What you will do >> Render each line of the entries below as a Markdown table with the columns "Row" and "Line", numbering the rows in order and skipping blank lines. Leave the pictures out of the table.

(Pointing dataset excerpts)
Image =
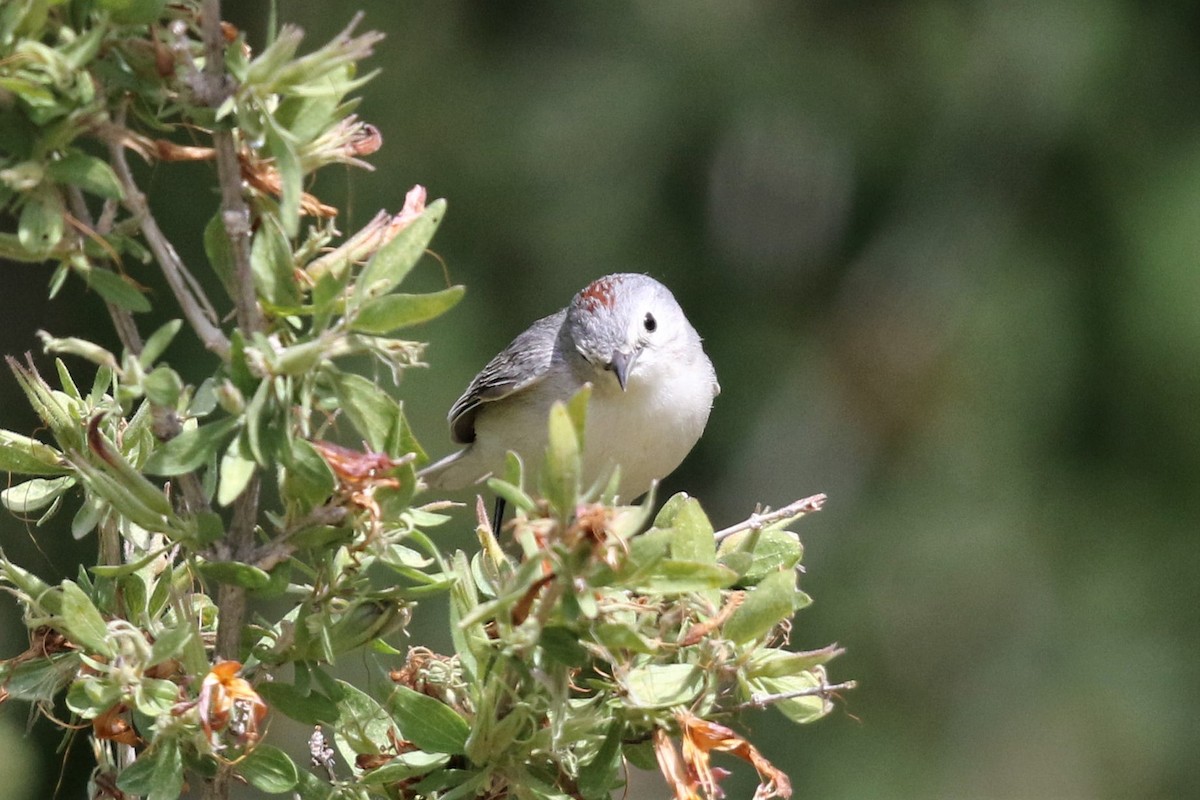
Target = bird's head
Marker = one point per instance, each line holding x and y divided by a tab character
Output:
628	324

Solution to the exercise >>
| Row | Line |
|---|---|
| 1 | Image = |
| 2 | Target = bird's head |
| 3 | Marker = one point per instance, each line holding x and y divided by a tab character |
| 4 | Output: |
| 5 | 628	324 |